PROBLEM STATEMENT ->
Echo the part of the council budget report starting with "Other factors include" and going on through "costly out-of-county placements.", unchanged.

A cabinet meeting heard that ongoing pressures were forecast to result in an overspend of £4.7m from the allocated £221m budget for 2020/21.

While extra Welsh Government cash is expected to fill most of the eventual gap, the report partially blamed departments failing to meet previously set savings targets, with Covid-19 said to have had a “significant impact.”

Warning of an expected adults service overspend of £3.3m – despite more funding being made available this year – £1.8m was a result of failing to achieve “increasingly difficult” savings schemes.

Other factors include increased demand for domiciliary care packages, pressure on residential and nursing care provision and an overspend on supported accommodation

Children’s services, meanwhile, has been projected to overspend by £2.5m, exacerbated by growing demand and eight new costly out-of-county placements.

Waste collection and disposal is also expected to be largely responsible for tipping highways and municipal £646,000 into the red if forecasts are realised, partially due to delays in implementing new shift patterns and collection arrangements, extra costs, less income due to Covid-19 and a drop in income for sold recycled materials.

Head of finance, Dafydd L Edwards, suggested during Tuesday’s meeting that the £4.7m figure may be “overstated” due to the authority expecting “at least” another £3m from the Welsh Government’s Covid-19 hardship fund, with an extra £1.3m also set to be recouped thanks to an underspend in the council’s own corporate budgets.

Chief Executive, Dilwyn Williams, also paid tribute to the “financial prudence” of the authority over many years for setting a “firm foundation” by maintaining heathy reserves – standing at approximately £7.6m.

Environmental portfolio holder, Cllr Gareth Griffith – whose department faces a £369,000 overspend – said that Covid had “hit them hard” this year.

But deputy leader, Cllr Dafydd Meurig, warned that the current situation was a “very challenging” one, but that blaming Covid alone “would not be an accurate picture”.

RECORDS PROVIDED ->
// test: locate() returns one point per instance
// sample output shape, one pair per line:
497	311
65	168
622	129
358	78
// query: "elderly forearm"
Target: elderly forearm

FINAL ANSWER ->
Other factors include increased demand for domiciliary care packages, pressure on residential and nursing care provision and an overspend on supported accommodation

Children’s services, meanwhile, has been projected to overspend by £2.5m, exacerbated by growing demand and eight new costly out-of-county placements.